Top of Entries provided
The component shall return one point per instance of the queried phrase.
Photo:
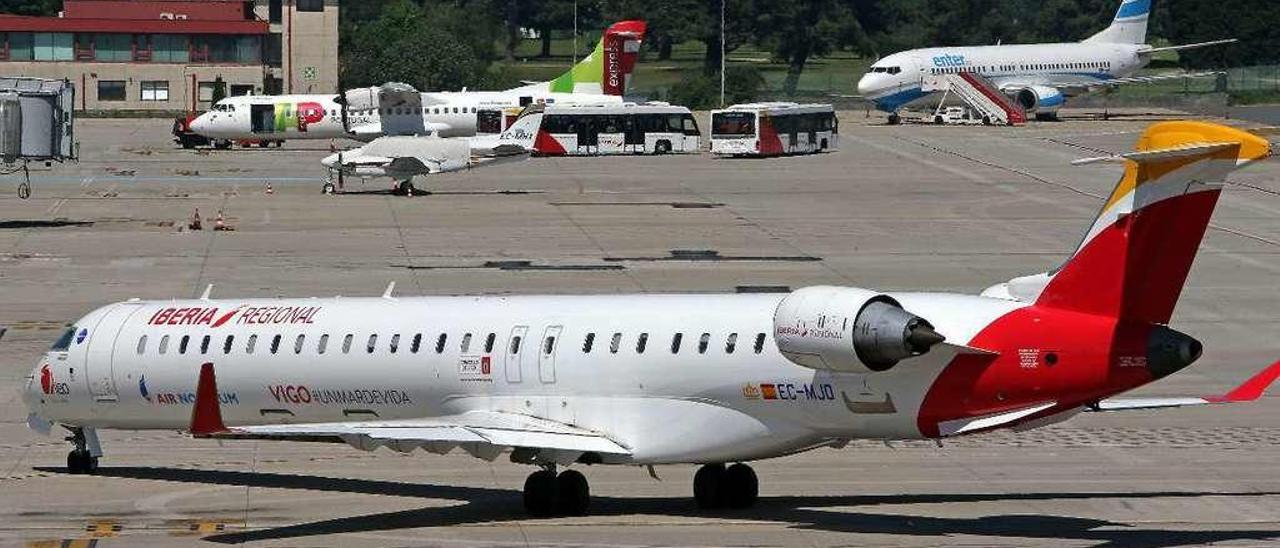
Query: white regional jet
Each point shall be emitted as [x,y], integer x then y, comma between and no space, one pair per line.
[1037,76]
[402,158]
[654,379]
[398,109]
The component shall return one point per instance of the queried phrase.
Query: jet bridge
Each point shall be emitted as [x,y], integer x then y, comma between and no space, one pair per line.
[979,94]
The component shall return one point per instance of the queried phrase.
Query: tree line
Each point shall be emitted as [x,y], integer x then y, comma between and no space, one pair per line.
[455,44]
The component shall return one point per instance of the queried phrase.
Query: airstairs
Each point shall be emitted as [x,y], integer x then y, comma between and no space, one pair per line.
[991,105]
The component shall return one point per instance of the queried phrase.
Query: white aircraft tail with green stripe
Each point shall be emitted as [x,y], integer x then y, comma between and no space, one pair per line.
[607,71]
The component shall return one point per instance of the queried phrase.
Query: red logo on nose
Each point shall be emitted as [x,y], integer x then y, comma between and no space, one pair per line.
[46,379]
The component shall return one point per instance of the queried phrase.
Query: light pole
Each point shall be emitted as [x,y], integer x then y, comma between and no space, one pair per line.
[722,53]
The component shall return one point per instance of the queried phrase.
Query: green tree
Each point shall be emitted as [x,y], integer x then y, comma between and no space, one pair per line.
[405,45]
[800,30]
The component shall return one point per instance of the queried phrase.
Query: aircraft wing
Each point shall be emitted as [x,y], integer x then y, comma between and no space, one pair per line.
[484,434]
[1249,391]
[1116,82]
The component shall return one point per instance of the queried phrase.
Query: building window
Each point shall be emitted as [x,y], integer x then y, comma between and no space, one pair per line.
[155,90]
[110,90]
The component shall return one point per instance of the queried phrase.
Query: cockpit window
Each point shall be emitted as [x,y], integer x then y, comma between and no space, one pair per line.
[64,341]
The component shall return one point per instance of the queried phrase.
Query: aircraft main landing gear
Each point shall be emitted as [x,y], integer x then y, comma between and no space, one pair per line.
[81,460]
[720,487]
[551,494]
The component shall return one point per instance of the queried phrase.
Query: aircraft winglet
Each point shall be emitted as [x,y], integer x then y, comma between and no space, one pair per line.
[206,415]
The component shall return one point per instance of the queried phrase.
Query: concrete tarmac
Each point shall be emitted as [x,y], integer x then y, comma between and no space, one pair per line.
[895,208]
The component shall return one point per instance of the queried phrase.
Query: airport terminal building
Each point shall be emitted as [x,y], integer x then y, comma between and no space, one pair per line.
[168,55]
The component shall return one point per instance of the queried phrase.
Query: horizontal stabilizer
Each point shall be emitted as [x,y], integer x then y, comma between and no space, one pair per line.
[1146,156]
[1249,391]
[1188,46]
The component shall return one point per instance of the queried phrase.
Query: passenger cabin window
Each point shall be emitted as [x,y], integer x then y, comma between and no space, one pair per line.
[548,346]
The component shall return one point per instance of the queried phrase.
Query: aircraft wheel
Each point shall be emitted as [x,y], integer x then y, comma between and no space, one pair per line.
[740,487]
[575,493]
[708,484]
[540,493]
[80,461]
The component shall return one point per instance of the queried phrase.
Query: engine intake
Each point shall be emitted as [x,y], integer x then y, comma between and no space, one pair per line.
[849,329]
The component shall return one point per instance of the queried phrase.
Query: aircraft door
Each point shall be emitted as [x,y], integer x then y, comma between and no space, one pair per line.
[100,351]
[515,348]
[261,118]
[547,354]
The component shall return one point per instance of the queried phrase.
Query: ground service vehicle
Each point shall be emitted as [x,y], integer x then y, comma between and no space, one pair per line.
[618,128]
[773,129]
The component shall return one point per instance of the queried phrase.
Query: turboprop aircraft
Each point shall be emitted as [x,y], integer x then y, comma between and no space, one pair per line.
[1037,76]
[402,158]
[661,379]
[400,109]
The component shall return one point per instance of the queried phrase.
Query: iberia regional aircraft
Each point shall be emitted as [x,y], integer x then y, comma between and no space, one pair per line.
[1038,76]
[400,110]
[652,379]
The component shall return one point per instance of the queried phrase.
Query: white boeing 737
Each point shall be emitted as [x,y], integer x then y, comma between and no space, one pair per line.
[1037,76]
[662,379]
[401,110]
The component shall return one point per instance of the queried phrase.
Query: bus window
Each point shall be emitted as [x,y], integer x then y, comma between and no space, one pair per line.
[734,124]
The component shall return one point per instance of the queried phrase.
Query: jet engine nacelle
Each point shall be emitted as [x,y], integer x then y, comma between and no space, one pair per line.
[849,329]
[1040,99]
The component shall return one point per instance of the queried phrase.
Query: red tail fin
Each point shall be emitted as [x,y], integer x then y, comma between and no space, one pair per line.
[1136,256]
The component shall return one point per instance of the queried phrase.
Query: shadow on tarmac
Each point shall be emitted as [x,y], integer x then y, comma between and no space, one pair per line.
[822,512]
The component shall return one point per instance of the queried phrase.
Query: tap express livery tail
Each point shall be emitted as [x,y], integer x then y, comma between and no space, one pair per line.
[608,68]
[1134,257]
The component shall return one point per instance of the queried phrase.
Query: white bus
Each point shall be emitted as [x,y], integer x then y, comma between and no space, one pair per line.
[626,128]
[773,129]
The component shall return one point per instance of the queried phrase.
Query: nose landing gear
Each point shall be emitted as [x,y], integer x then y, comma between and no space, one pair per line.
[83,457]
[551,494]
[720,487]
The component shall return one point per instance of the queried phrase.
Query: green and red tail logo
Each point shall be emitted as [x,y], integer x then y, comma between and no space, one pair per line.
[608,68]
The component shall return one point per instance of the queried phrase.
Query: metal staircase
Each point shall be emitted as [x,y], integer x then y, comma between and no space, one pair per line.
[978,94]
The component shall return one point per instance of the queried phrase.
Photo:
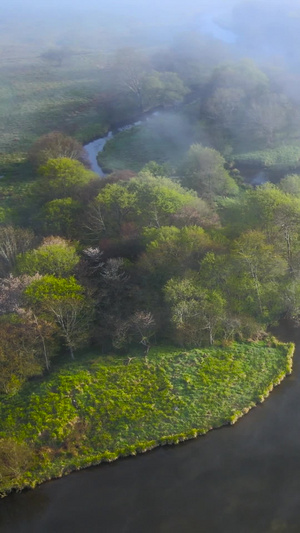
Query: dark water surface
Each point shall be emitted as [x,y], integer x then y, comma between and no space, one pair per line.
[240,479]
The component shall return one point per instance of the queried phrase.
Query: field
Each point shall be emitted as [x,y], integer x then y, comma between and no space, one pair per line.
[102,407]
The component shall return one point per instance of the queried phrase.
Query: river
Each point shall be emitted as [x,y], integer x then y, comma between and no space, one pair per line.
[240,479]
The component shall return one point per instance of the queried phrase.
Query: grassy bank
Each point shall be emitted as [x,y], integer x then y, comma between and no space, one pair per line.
[102,407]
[164,139]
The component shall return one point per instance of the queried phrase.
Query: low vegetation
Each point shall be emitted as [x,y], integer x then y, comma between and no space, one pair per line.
[104,407]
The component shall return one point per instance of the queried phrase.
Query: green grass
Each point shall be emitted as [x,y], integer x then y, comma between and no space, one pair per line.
[37,98]
[100,408]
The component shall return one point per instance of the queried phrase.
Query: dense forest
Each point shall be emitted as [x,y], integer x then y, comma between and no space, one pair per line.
[183,255]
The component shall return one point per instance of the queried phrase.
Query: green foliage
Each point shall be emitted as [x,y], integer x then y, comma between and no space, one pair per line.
[142,201]
[203,170]
[60,217]
[55,256]
[104,408]
[52,288]
[61,178]
[290,184]
[285,157]
[20,353]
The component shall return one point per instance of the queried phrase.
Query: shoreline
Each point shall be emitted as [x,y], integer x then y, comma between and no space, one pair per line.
[81,462]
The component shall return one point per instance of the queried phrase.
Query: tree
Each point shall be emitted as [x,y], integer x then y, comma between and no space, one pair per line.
[290,184]
[60,217]
[171,252]
[258,270]
[266,117]
[203,170]
[20,353]
[195,310]
[53,146]
[54,256]
[139,327]
[13,241]
[61,178]
[62,300]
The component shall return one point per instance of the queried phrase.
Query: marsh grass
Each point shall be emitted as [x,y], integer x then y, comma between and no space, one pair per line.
[100,408]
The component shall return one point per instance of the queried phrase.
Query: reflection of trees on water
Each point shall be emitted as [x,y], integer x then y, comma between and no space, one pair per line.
[18,509]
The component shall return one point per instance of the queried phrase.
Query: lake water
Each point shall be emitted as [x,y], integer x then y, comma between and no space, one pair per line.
[240,479]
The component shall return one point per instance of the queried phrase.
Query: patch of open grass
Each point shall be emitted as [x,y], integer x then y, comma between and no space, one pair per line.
[100,408]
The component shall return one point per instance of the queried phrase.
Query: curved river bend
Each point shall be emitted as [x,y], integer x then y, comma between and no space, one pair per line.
[240,479]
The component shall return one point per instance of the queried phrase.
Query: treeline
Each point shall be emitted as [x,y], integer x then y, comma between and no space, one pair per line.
[192,258]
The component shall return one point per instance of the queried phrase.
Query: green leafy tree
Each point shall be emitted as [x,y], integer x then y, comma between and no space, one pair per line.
[257,275]
[21,353]
[60,217]
[55,256]
[61,178]
[63,301]
[13,241]
[195,312]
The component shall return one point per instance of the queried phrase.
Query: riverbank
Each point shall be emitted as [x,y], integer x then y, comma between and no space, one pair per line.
[101,408]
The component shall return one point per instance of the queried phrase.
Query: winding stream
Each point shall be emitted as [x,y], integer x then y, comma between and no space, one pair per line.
[240,479]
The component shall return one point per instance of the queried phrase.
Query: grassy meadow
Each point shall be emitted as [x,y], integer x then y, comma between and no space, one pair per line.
[102,407]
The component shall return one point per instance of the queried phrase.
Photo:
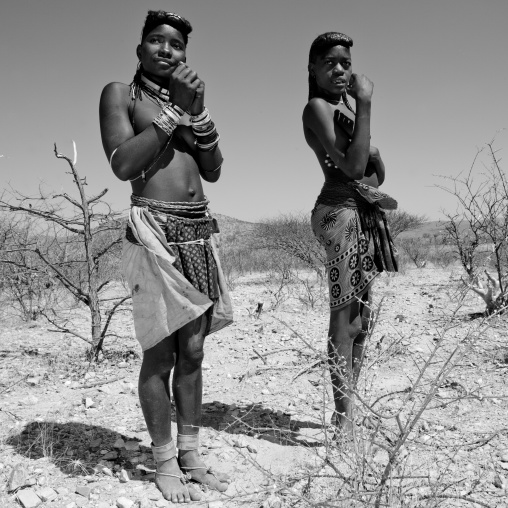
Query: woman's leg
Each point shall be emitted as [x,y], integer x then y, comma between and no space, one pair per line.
[188,391]
[345,325]
[155,400]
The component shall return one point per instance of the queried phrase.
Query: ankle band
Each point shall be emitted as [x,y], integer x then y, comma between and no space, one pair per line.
[164,452]
[187,441]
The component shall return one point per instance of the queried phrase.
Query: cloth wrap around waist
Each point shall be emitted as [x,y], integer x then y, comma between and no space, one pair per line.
[349,221]
[171,263]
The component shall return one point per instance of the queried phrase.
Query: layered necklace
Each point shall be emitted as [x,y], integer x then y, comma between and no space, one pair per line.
[156,93]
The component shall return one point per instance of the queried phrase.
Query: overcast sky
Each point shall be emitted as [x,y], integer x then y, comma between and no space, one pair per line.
[439,68]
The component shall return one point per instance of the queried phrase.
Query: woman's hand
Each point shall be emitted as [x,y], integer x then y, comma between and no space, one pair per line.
[183,85]
[360,87]
[198,105]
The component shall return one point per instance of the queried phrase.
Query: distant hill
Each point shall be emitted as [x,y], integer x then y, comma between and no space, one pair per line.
[234,230]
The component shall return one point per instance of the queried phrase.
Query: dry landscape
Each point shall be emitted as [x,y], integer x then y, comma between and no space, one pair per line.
[72,432]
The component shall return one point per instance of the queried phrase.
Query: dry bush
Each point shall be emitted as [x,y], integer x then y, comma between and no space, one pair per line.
[73,244]
[481,221]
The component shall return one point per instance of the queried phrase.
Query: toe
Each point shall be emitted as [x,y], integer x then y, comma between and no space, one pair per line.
[194,495]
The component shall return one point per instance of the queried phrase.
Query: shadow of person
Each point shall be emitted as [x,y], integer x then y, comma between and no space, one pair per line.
[263,422]
[81,449]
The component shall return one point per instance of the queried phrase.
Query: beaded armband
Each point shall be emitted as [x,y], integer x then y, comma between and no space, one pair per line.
[169,118]
[207,137]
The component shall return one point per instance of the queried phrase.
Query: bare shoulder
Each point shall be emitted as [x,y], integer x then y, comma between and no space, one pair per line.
[316,108]
[115,94]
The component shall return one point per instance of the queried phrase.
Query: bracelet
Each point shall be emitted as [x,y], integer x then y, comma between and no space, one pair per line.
[169,118]
[213,170]
[204,130]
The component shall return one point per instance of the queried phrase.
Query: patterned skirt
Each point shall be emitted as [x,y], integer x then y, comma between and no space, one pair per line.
[189,242]
[350,265]
[350,224]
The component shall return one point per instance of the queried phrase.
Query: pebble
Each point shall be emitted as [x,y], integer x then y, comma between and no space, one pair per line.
[110,456]
[17,478]
[240,442]
[124,502]
[28,498]
[124,476]
[83,491]
[88,402]
[272,502]
[119,443]
[47,494]
[132,446]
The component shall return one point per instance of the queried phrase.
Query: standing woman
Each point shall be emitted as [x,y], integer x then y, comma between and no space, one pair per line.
[348,219]
[158,135]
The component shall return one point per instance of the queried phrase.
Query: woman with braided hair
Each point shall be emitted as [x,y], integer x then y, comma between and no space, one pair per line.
[348,219]
[158,134]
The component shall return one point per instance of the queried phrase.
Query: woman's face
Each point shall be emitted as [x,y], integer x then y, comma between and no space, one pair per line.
[333,70]
[161,51]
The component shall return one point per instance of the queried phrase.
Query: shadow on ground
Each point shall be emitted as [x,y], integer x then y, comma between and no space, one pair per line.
[262,422]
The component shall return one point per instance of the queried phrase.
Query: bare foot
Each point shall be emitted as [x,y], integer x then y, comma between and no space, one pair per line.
[172,487]
[190,459]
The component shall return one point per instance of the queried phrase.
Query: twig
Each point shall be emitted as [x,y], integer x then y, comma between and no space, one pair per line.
[98,383]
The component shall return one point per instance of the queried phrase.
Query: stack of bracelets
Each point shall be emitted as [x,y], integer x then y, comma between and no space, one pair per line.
[207,137]
[169,118]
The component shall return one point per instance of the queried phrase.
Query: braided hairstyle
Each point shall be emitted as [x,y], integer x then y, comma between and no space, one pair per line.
[153,20]
[319,46]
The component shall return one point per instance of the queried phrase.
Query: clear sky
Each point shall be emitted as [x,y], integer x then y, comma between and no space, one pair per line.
[439,68]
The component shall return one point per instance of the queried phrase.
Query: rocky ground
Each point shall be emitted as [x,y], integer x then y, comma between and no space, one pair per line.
[72,433]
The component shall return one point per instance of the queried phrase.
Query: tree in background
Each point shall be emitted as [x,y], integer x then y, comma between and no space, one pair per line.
[59,241]
[478,229]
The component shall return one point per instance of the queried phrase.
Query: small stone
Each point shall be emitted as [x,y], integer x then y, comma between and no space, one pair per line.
[96,443]
[272,502]
[119,443]
[17,478]
[28,498]
[47,494]
[499,481]
[83,491]
[240,442]
[88,402]
[124,502]
[124,476]
[132,446]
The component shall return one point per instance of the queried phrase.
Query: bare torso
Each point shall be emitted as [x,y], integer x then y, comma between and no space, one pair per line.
[175,176]
[343,126]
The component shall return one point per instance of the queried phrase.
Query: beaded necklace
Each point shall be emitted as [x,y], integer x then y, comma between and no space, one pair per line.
[156,93]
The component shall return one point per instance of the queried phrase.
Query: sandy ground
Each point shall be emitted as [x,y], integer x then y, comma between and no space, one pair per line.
[72,434]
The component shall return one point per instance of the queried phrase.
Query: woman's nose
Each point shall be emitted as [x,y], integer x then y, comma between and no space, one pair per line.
[338,70]
[165,49]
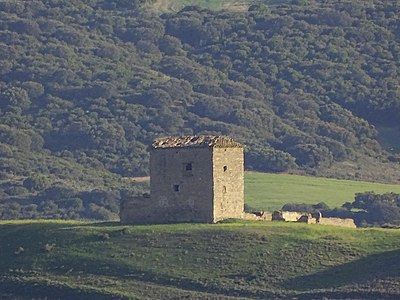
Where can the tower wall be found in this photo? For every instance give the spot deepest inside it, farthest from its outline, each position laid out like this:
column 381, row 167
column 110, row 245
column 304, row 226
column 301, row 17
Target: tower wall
column 228, row 177
column 181, row 181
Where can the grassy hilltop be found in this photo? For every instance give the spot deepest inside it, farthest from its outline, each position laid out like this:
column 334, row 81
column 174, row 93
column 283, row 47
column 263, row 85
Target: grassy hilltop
column 240, row 260
column 266, row 191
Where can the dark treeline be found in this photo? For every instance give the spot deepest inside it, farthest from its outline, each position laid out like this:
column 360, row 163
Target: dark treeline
column 86, row 85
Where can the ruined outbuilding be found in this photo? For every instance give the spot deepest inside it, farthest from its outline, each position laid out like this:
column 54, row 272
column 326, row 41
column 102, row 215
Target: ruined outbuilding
column 192, row 179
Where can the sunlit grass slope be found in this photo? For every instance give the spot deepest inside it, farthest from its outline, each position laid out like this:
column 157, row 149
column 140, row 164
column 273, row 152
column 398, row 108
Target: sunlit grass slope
column 270, row 191
column 73, row 260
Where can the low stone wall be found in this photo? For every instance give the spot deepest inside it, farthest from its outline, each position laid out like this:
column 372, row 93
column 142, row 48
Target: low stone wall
column 307, row 219
column 288, row 216
column 257, row 216
column 338, row 222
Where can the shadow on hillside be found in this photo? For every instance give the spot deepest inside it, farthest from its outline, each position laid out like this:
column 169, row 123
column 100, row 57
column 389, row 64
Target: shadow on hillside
column 372, row 267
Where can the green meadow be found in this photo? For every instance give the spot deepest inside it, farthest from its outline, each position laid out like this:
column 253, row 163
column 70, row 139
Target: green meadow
column 233, row 260
column 266, row 191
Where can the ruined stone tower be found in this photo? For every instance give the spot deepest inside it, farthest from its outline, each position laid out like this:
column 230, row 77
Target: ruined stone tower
column 192, row 179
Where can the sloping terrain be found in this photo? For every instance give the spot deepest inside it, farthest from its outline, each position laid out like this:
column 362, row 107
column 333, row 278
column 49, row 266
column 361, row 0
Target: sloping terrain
column 224, row 261
column 86, row 86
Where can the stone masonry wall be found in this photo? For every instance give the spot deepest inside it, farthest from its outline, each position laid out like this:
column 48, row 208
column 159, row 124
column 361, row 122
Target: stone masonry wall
column 228, row 175
column 338, row 222
column 181, row 184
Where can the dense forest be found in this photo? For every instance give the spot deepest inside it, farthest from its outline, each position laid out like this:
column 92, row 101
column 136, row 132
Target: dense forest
column 86, row 85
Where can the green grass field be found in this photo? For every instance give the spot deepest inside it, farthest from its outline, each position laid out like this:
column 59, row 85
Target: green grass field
column 249, row 260
column 266, row 191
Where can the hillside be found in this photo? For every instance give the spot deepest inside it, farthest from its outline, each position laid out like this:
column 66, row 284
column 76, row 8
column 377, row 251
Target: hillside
column 269, row 192
column 224, row 261
column 86, row 85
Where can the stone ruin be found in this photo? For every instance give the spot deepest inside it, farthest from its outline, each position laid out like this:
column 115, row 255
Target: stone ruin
column 192, row 179
column 201, row 179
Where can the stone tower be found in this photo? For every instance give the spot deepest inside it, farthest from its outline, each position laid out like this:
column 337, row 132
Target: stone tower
column 192, row 179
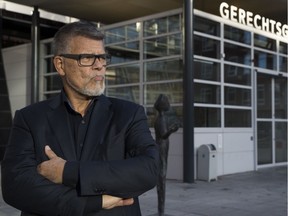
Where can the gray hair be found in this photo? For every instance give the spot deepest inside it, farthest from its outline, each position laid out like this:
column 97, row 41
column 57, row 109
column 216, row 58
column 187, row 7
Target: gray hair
column 64, row 35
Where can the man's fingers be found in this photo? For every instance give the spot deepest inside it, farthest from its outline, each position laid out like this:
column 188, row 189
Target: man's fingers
column 49, row 152
column 129, row 201
column 109, row 202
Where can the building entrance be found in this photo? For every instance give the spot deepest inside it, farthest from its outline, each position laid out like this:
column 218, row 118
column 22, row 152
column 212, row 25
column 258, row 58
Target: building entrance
column 271, row 119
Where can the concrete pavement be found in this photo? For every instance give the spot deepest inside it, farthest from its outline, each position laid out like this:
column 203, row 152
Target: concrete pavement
column 255, row 193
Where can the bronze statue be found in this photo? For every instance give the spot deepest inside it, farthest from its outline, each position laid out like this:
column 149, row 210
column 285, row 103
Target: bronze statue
column 163, row 130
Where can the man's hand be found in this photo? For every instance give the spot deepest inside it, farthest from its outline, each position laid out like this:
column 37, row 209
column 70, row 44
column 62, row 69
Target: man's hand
column 53, row 168
column 109, row 202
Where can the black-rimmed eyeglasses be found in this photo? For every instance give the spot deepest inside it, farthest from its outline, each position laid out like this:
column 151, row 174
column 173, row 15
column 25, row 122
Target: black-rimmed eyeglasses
column 87, row 60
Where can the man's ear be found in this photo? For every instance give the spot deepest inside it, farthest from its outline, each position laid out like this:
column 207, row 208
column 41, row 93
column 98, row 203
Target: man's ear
column 59, row 65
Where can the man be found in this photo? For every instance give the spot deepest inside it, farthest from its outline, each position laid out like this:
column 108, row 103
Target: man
column 80, row 153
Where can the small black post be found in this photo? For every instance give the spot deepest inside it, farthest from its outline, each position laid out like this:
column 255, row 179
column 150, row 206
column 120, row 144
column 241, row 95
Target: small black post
column 35, row 34
column 188, row 98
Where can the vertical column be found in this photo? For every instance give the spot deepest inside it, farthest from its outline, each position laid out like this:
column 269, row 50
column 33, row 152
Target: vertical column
column 35, row 34
column 188, row 97
column 5, row 109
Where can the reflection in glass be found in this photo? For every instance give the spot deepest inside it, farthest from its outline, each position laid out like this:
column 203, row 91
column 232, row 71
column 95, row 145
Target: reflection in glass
column 280, row 97
column 264, row 96
column 207, row 117
column 264, row 137
column 163, row 70
column 130, row 93
column 122, row 74
column 283, row 64
column 207, row 93
column 238, row 54
column 175, row 114
column 237, row 75
column 206, row 70
column 237, row 118
column 162, row 25
column 173, row 90
column 52, row 82
column 264, row 42
column 237, row 96
column 49, row 66
column 281, row 141
column 265, row 60
column 206, row 47
column 283, row 48
column 206, row 26
column 237, row 35
column 124, row 52
column 122, row 33
column 162, row 46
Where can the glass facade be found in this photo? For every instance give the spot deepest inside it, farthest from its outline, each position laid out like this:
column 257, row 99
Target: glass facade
column 147, row 61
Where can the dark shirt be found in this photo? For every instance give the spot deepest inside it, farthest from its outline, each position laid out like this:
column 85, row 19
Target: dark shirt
column 78, row 126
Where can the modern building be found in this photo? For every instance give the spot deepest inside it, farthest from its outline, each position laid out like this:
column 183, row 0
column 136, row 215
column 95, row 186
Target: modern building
column 239, row 71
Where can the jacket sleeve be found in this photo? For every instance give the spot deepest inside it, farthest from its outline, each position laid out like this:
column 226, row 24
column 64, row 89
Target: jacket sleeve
column 26, row 190
column 129, row 177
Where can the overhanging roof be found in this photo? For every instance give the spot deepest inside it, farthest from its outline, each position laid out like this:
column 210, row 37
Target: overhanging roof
column 112, row 11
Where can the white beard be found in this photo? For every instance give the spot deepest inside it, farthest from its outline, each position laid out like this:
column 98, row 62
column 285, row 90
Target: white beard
Bottom of Entries provided
• Exercise instructions
Report only how many lines in the entries above contain the string "regional".

• Answer for this exercise
2